### Directions
Beginning at the line that contains "the white crosswalk", transcribe the remaining lines of the listing exactly; include the final line and omit everything before.

### Record excerpts
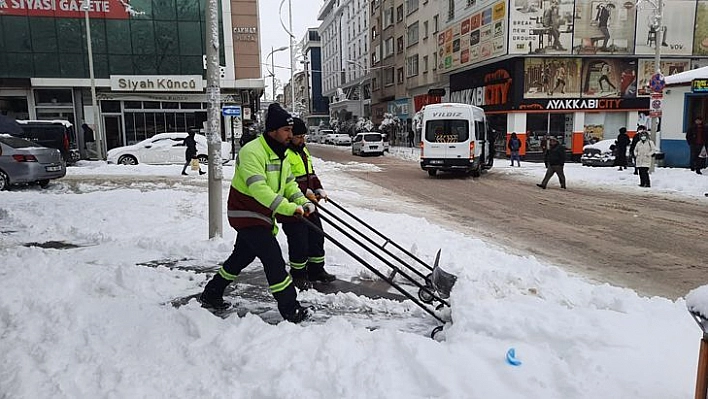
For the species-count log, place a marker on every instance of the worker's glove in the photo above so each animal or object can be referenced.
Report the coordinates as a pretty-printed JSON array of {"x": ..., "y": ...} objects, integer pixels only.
[
  {"x": 309, "y": 208},
  {"x": 310, "y": 195}
]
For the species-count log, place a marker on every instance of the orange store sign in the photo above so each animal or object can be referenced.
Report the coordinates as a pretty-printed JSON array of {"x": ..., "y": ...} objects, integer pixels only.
[{"x": 108, "y": 9}]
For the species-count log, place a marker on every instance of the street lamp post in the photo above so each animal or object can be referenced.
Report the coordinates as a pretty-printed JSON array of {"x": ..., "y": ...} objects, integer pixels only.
[
  {"x": 272, "y": 65},
  {"x": 289, "y": 31},
  {"x": 96, "y": 121},
  {"x": 361, "y": 86}
]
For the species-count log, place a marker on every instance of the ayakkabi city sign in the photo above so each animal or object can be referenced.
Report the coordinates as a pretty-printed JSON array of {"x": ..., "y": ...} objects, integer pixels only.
[{"x": 157, "y": 83}]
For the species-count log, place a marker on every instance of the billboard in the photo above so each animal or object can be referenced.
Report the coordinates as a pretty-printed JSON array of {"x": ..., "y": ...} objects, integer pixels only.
[
  {"x": 478, "y": 37},
  {"x": 676, "y": 30},
  {"x": 700, "y": 38},
  {"x": 107, "y": 9},
  {"x": 604, "y": 27},
  {"x": 552, "y": 78},
  {"x": 609, "y": 77},
  {"x": 646, "y": 70},
  {"x": 540, "y": 26}
]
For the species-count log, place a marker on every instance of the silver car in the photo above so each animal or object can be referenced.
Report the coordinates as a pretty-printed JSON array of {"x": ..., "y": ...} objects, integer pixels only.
[{"x": 24, "y": 162}]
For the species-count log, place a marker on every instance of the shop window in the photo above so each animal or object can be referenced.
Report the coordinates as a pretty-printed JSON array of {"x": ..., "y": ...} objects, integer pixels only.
[
  {"x": 53, "y": 97},
  {"x": 110, "y": 106},
  {"x": 120, "y": 38}
]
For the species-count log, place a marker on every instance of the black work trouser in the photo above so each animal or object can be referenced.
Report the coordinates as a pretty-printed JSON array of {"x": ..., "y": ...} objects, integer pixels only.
[
  {"x": 644, "y": 177},
  {"x": 550, "y": 171},
  {"x": 696, "y": 162},
  {"x": 259, "y": 242},
  {"x": 305, "y": 242}
]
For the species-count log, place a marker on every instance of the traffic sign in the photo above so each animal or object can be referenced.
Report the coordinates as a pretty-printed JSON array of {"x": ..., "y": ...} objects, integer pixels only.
[
  {"x": 657, "y": 82},
  {"x": 231, "y": 110}
]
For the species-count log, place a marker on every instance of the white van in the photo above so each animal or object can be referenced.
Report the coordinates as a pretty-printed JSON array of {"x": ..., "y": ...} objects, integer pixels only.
[{"x": 454, "y": 137}]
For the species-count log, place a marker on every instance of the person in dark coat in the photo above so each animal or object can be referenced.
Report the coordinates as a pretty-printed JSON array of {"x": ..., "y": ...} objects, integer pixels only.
[
  {"x": 514, "y": 145},
  {"x": 190, "y": 152},
  {"x": 554, "y": 158},
  {"x": 635, "y": 140},
  {"x": 621, "y": 149},
  {"x": 697, "y": 138}
]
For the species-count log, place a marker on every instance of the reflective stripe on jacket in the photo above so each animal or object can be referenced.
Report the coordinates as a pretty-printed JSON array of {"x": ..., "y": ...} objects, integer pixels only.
[{"x": 262, "y": 186}]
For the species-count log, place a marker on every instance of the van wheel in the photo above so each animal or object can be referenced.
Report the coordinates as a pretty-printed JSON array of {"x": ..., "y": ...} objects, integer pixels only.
[
  {"x": 127, "y": 160},
  {"x": 4, "y": 181}
]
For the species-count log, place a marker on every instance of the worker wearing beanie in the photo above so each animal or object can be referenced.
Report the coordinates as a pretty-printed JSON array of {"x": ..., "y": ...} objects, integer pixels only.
[
  {"x": 305, "y": 243},
  {"x": 262, "y": 187}
]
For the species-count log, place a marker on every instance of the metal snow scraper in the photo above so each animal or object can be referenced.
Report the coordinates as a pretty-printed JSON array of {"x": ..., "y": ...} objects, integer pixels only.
[{"x": 436, "y": 283}]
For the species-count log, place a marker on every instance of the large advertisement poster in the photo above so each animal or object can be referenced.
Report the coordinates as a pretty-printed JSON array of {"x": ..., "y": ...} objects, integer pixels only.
[
  {"x": 676, "y": 29},
  {"x": 108, "y": 9},
  {"x": 604, "y": 27},
  {"x": 552, "y": 78},
  {"x": 646, "y": 70},
  {"x": 476, "y": 38},
  {"x": 700, "y": 38},
  {"x": 541, "y": 26},
  {"x": 609, "y": 77}
]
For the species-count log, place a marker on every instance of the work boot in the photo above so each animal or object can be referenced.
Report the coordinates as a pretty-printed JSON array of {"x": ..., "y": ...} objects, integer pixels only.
[
  {"x": 300, "y": 279},
  {"x": 322, "y": 276},
  {"x": 299, "y": 314},
  {"x": 213, "y": 295}
]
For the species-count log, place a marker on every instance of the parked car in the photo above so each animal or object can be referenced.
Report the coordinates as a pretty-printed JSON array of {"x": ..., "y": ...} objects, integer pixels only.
[
  {"x": 322, "y": 135},
  {"x": 601, "y": 154},
  {"x": 57, "y": 134},
  {"x": 162, "y": 148},
  {"x": 339, "y": 139},
  {"x": 368, "y": 143},
  {"x": 25, "y": 162}
]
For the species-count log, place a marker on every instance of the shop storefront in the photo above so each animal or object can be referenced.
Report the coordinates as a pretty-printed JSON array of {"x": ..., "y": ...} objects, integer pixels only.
[
  {"x": 578, "y": 101},
  {"x": 685, "y": 98}
]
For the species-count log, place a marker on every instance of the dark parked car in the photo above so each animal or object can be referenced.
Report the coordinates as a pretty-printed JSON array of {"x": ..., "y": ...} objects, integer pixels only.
[
  {"x": 57, "y": 134},
  {"x": 24, "y": 162}
]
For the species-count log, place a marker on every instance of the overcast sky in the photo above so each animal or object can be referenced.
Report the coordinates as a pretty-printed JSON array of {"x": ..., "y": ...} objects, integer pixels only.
[{"x": 273, "y": 36}]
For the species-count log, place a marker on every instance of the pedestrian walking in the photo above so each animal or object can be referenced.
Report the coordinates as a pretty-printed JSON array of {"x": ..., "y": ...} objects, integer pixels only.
[
  {"x": 697, "y": 138},
  {"x": 554, "y": 158},
  {"x": 262, "y": 187},
  {"x": 621, "y": 149},
  {"x": 644, "y": 151},
  {"x": 635, "y": 140},
  {"x": 190, "y": 152},
  {"x": 514, "y": 146},
  {"x": 305, "y": 243}
]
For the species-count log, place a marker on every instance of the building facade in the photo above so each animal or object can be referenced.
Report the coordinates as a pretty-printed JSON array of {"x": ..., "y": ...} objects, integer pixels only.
[{"x": 148, "y": 62}]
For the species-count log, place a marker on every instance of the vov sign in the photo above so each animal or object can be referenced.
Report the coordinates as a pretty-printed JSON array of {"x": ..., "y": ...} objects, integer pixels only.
[{"x": 231, "y": 110}]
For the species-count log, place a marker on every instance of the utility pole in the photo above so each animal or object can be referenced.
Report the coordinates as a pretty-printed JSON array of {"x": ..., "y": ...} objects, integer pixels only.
[{"x": 213, "y": 119}]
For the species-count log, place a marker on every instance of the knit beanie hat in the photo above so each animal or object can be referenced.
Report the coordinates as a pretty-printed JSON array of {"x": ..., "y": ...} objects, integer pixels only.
[
  {"x": 299, "y": 127},
  {"x": 277, "y": 117}
]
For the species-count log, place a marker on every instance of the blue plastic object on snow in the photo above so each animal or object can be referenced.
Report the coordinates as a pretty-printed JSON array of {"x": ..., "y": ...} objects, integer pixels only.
[{"x": 511, "y": 357}]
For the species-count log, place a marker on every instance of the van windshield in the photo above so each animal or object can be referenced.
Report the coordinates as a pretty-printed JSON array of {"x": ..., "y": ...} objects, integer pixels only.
[{"x": 447, "y": 130}]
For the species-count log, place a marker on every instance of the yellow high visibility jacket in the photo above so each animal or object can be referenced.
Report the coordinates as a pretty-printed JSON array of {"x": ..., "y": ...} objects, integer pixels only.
[{"x": 263, "y": 185}]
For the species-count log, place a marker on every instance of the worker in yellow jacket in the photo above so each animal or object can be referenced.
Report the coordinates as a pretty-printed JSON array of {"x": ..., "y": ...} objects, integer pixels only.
[
  {"x": 305, "y": 243},
  {"x": 263, "y": 186}
]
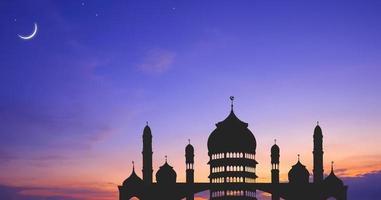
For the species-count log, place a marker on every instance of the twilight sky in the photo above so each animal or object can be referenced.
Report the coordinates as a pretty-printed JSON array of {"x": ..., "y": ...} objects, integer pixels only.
[{"x": 74, "y": 100}]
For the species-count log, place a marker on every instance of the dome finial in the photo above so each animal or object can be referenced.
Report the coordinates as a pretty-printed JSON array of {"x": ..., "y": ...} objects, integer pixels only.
[{"x": 232, "y": 102}]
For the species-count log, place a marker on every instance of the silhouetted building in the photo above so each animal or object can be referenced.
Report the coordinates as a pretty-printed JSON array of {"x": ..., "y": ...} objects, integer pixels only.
[
  {"x": 147, "y": 155},
  {"x": 189, "y": 163},
  {"x": 232, "y": 157},
  {"x": 275, "y": 154},
  {"x": 318, "y": 155},
  {"x": 231, "y": 150},
  {"x": 166, "y": 175}
]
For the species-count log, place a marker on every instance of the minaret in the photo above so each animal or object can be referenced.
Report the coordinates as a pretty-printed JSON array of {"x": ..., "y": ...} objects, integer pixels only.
[
  {"x": 275, "y": 154},
  {"x": 318, "y": 154},
  {"x": 189, "y": 162},
  {"x": 147, "y": 155}
]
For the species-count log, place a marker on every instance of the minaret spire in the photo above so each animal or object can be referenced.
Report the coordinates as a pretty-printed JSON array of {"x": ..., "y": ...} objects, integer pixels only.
[
  {"x": 232, "y": 102},
  {"x": 147, "y": 154},
  {"x": 318, "y": 170}
]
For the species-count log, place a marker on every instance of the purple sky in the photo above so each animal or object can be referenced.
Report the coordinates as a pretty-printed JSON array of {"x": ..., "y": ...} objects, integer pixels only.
[{"x": 74, "y": 99}]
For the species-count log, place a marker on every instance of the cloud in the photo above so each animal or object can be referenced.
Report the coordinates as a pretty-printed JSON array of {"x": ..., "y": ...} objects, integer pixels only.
[
  {"x": 366, "y": 187},
  {"x": 157, "y": 61},
  {"x": 52, "y": 193}
]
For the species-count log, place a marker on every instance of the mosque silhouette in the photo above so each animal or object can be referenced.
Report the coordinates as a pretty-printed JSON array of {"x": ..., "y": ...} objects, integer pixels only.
[{"x": 231, "y": 149}]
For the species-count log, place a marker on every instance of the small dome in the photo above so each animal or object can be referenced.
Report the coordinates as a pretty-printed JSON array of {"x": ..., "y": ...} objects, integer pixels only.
[
  {"x": 147, "y": 131},
  {"x": 132, "y": 180},
  {"x": 298, "y": 174},
  {"x": 318, "y": 132},
  {"x": 166, "y": 174},
  {"x": 232, "y": 135},
  {"x": 332, "y": 179}
]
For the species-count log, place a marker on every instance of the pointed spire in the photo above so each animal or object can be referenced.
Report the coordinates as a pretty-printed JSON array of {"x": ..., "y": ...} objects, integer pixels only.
[{"x": 232, "y": 102}]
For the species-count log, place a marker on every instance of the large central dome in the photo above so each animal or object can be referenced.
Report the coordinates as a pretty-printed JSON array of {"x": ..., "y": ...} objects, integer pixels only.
[{"x": 232, "y": 135}]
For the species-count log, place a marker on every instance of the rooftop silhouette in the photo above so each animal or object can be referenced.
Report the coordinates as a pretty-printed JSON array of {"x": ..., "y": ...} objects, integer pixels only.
[{"x": 231, "y": 151}]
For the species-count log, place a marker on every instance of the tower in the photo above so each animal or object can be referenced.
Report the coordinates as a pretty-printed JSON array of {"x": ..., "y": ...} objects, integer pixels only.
[
  {"x": 318, "y": 154},
  {"x": 275, "y": 154},
  {"x": 147, "y": 155},
  {"x": 189, "y": 162}
]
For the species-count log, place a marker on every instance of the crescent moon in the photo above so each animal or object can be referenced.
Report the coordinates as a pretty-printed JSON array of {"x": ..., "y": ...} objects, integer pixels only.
[{"x": 28, "y": 37}]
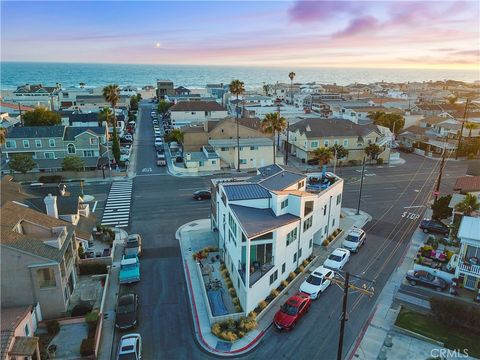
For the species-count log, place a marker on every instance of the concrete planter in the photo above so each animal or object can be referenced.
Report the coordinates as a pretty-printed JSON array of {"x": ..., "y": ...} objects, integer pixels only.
[{"x": 274, "y": 301}]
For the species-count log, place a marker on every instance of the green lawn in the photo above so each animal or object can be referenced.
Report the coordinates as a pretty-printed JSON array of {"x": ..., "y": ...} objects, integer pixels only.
[{"x": 426, "y": 325}]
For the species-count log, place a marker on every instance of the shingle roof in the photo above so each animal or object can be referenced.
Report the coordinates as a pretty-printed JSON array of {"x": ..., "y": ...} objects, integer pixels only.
[
  {"x": 257, "y": 221},
  {"x": 197, "y": 106},
  {"x": 35, "y": 132},
  {"x": 320, "y": 127},
  {"x": 12, "y": 214},
  {"x": 72, "y": 131},
  {"x": 245, "y": 192},
  {"x": 467, "y": 184}
]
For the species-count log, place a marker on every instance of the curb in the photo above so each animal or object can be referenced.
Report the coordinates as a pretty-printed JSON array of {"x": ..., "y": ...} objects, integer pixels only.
[{"x": 198, "y": 333}]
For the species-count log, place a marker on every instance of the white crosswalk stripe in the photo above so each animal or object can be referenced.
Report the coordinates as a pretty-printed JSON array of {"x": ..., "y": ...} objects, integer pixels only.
[{"x": 117, "y": 207}]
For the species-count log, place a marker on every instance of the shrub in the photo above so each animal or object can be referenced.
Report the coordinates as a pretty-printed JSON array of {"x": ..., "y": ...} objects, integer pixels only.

### Result of the task
For the species-count log, place a marker on every instance of the white crosswalk stripe in the photo above so each animal or object can be referenced.
Report the coordinates as a pretty-printed JSON array of {"x": ..., "y": ...} objects, integer pixels only.
[{"x": 117, "y": 207}]
For the species-count log, place a marker on every instance of the shrub in the photo above so each animal or object can be referenced.
Report the coordinates as a pretty-printed JSON array of {"x": ..., "y": ...} objects, integer pixels only.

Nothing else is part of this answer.